● **Work instructions**:
Restrict the output to the lines below starting at the one that contains "Query: grey shorts" and ending at the one that contains "Task: indicate the sunset", and restate them word for word, both ends included.

*** Data for review Section Begins ***

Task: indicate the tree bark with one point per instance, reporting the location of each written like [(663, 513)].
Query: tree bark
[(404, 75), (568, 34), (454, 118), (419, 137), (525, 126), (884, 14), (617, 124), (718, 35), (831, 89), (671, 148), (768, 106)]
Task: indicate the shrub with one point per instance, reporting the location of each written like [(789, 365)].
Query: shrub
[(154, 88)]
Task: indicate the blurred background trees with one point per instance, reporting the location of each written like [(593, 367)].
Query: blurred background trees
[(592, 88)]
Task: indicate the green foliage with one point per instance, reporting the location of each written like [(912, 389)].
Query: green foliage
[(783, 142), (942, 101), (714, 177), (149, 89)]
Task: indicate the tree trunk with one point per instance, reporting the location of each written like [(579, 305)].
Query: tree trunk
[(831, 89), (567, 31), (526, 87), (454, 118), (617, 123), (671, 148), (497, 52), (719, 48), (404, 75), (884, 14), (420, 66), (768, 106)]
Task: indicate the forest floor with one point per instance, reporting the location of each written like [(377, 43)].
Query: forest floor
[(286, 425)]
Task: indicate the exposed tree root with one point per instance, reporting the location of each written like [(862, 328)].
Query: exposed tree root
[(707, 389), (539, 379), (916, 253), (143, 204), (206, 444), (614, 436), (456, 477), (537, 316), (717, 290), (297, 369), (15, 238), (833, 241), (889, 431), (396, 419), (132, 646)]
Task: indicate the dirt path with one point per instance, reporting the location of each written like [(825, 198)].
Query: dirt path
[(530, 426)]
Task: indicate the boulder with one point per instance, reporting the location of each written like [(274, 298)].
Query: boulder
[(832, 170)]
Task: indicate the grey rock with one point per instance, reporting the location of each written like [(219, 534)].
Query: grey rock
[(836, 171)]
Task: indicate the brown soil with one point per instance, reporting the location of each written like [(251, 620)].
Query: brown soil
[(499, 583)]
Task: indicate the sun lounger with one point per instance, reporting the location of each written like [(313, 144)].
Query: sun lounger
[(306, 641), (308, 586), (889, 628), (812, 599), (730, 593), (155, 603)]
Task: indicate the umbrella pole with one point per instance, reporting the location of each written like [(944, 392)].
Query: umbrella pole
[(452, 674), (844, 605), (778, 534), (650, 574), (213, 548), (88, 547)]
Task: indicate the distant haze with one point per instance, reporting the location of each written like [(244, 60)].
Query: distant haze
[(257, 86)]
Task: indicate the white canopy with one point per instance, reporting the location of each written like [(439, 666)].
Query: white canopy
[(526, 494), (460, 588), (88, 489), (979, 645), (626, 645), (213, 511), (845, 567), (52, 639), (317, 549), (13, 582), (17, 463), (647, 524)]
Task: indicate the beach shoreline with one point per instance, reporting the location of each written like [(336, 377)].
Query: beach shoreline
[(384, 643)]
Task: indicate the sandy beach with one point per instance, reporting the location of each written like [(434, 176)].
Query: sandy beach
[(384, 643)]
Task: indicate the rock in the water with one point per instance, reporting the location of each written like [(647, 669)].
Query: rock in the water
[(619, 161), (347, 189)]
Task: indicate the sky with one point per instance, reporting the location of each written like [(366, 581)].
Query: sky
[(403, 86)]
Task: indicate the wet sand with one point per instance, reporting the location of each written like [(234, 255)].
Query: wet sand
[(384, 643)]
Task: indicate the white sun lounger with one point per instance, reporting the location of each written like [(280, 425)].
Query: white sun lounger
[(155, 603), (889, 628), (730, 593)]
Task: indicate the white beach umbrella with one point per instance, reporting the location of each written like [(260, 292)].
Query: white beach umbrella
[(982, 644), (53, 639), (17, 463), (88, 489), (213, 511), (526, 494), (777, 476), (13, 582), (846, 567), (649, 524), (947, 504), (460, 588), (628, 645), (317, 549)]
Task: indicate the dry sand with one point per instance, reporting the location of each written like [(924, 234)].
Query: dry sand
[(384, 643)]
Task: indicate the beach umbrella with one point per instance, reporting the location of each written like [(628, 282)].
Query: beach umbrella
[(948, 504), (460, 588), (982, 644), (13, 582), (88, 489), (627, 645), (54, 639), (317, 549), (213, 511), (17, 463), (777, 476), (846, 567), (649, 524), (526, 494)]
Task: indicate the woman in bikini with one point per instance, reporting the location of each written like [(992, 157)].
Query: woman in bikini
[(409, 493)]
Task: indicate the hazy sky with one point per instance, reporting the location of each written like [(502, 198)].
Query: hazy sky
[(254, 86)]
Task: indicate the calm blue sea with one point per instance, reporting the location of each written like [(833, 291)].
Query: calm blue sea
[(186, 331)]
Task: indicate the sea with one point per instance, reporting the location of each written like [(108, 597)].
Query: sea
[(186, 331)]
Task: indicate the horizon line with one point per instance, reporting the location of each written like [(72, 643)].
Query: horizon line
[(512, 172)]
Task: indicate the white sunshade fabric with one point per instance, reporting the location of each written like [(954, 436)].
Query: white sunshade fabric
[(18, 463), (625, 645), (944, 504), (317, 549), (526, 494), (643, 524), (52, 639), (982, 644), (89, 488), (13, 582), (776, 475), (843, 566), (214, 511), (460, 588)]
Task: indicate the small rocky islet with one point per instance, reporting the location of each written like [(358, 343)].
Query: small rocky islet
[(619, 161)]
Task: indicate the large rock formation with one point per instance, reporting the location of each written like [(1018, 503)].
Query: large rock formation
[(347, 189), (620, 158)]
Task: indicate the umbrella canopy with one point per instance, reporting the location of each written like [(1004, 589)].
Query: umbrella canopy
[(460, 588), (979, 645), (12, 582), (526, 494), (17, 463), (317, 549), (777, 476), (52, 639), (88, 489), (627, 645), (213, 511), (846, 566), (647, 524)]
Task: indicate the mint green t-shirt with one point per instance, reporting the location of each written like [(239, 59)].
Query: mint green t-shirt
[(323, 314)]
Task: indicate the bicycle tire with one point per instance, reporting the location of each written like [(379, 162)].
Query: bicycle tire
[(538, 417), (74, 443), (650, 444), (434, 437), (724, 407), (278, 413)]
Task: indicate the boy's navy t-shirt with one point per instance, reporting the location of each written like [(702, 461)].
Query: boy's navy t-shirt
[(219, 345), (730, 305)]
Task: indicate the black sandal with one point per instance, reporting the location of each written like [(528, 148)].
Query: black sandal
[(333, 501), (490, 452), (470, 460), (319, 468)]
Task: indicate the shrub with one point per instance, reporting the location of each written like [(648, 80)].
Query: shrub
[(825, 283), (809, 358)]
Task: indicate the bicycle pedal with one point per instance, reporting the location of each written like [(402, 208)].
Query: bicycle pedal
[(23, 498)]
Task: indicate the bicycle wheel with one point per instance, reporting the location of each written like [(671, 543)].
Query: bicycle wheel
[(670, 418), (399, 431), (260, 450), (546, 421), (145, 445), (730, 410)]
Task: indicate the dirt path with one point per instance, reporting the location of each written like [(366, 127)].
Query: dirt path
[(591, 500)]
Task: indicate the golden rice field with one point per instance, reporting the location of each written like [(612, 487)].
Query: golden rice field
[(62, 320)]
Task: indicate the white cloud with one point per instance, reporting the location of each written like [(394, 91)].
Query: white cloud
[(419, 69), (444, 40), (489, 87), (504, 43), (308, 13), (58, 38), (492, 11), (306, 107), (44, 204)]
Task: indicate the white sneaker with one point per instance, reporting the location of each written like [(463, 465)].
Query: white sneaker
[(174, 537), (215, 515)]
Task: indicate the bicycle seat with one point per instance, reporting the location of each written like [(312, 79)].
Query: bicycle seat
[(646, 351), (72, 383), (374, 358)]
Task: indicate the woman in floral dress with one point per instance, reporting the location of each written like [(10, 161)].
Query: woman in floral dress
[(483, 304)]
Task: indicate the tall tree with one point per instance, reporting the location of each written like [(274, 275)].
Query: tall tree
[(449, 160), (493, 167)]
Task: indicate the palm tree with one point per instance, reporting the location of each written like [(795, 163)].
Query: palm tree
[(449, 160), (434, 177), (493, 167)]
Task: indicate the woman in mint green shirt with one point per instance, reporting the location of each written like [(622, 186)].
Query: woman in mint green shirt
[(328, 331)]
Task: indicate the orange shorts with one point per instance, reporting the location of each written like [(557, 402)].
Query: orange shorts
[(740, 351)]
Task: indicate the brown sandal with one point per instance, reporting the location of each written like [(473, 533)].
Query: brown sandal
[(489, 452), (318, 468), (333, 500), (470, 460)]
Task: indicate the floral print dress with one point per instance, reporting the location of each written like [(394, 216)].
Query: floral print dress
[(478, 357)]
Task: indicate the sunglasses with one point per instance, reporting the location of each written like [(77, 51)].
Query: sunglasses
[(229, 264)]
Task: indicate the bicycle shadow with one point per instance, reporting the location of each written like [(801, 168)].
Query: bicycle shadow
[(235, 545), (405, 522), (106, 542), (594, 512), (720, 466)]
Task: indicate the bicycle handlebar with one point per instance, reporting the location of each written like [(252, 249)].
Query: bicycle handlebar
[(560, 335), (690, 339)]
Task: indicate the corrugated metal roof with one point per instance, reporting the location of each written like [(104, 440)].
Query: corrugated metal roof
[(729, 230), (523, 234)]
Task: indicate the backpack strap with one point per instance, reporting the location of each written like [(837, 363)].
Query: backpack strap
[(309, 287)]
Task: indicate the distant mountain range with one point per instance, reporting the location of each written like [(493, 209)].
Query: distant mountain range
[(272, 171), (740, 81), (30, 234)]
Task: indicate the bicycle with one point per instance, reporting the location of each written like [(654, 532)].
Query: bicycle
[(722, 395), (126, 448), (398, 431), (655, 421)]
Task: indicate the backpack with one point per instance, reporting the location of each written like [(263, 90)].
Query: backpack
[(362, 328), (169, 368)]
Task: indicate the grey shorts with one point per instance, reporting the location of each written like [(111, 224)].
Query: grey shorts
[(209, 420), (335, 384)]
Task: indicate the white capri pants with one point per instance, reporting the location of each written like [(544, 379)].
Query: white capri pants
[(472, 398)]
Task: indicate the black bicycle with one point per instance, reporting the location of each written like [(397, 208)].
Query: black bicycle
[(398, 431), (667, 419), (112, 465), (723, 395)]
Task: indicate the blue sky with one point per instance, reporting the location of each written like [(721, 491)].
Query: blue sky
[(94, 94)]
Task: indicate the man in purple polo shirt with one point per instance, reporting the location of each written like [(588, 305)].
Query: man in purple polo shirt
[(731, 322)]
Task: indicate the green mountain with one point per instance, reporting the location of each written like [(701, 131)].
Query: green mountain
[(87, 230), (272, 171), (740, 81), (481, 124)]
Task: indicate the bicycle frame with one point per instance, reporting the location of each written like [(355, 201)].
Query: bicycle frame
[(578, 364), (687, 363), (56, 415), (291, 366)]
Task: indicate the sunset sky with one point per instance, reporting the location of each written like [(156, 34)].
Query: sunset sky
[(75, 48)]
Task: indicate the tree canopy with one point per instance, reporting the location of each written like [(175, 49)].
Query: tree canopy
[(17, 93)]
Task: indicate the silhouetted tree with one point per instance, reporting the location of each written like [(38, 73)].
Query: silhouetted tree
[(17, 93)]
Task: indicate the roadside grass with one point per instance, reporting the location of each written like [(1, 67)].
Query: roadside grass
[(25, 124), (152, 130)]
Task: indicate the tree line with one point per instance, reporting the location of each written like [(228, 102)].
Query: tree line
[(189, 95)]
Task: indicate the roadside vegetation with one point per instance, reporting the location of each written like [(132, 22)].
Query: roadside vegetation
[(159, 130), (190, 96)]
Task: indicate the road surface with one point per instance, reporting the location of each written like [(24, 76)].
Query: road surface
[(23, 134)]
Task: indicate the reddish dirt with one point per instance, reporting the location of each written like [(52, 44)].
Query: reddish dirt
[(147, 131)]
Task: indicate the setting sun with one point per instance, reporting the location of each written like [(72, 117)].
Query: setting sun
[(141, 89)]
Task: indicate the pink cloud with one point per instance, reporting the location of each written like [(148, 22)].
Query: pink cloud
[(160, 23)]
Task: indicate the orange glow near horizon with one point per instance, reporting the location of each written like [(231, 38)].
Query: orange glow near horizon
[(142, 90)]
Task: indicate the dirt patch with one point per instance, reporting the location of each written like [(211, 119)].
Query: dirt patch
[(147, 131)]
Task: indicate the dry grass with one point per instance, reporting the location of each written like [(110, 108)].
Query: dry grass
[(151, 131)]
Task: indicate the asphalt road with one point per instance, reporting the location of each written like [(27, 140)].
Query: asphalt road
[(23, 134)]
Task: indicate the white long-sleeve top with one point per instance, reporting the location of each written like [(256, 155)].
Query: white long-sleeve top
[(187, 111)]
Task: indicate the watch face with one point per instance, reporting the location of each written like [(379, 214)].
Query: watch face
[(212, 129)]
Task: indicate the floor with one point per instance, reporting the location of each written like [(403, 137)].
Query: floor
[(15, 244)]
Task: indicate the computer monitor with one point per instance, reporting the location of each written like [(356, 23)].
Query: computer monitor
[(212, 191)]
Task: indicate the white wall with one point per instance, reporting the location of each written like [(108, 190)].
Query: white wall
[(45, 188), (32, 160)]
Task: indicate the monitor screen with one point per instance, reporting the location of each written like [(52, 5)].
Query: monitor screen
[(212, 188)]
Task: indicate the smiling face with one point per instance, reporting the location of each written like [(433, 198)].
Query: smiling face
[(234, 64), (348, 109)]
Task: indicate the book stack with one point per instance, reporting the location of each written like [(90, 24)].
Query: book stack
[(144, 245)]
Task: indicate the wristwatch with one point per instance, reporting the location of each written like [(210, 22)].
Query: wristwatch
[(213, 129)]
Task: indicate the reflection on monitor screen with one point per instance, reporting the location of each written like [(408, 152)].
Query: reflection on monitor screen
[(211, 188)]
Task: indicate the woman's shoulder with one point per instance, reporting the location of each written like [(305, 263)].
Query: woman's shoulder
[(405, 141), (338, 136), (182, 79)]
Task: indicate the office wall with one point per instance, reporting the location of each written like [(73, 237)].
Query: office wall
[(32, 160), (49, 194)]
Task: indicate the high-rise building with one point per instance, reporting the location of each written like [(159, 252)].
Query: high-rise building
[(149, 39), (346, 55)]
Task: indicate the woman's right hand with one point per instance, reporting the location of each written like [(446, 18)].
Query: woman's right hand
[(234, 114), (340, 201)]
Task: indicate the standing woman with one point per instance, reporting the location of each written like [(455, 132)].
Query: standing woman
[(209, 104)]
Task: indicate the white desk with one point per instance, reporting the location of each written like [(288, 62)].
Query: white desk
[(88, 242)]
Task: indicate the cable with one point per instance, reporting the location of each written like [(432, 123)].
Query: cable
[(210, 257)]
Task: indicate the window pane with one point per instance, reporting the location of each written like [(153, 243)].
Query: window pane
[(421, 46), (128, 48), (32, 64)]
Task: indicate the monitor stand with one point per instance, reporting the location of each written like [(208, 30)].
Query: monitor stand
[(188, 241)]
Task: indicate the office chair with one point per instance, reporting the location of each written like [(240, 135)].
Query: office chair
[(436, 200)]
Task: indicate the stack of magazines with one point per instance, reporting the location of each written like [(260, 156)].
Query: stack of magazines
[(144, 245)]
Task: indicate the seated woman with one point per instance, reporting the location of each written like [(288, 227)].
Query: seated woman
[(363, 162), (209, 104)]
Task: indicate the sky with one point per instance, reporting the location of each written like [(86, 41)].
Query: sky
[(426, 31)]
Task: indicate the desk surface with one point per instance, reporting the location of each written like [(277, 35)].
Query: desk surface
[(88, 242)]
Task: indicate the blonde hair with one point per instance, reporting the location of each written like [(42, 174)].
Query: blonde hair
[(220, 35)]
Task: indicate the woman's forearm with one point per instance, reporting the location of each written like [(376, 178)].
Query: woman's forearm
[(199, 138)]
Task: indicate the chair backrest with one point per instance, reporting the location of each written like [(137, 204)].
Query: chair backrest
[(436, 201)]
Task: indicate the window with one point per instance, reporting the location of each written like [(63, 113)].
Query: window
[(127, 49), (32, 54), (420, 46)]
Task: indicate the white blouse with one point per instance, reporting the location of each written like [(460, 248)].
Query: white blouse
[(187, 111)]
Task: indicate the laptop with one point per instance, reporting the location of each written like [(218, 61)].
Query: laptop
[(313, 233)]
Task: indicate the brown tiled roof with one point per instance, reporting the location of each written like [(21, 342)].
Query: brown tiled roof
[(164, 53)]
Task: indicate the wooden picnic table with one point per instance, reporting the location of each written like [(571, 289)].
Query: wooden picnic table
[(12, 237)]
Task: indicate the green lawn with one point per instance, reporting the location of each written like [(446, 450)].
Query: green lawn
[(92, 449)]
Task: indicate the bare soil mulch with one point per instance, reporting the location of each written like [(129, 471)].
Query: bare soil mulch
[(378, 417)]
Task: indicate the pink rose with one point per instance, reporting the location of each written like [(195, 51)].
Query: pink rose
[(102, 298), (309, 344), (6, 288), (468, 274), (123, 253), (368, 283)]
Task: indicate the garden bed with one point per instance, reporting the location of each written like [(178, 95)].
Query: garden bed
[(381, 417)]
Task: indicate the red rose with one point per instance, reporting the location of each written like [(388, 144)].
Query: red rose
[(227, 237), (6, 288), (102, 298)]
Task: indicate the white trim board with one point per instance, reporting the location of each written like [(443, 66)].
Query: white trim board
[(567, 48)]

*** Data for review Section Ends ***

● **Reply**:
Query: grey shorts
[(209, 420), (335, 384)]
Task: indicate the white capri pants with one point per instance, reporting the location of each written like [(544, 379)].
Query: white capri pants
[(472, 398)]
Task: indicate the black bicycle with one point per instance, reporting the location of each written like [(397, 208)].
Query: black bicycle
[(398, 431), (667, 419), (112, 465), (723, 395)]
Task: indicate the blue sky with one point per instance, reporting the location of each written like [(721, 491)].
Query: blue sky
[(94, 94)]
Task: indicate the man in purple polo shirt with one point per instance, reporting the location of each written like [(588, 305)].
Query: man in purple polo shirt
[(731, 322)]
Task: indicate the green mountain with one point per instance, reporting the location of each written like [(701, 131)].
Query: green mountain
[(87, 230), (272, 171), (740, 81), (481, 124)]
Task: indicate the bicycle frame with one point per instance, reporting the location of each written like [(355, 201)].
Query: bicycle frame
[(578, 364), (687, 363), (56, 415), (291, 366)]
Task: indicate the sunset sky with one point per instance, reporting the location of each written like [(156, 34)].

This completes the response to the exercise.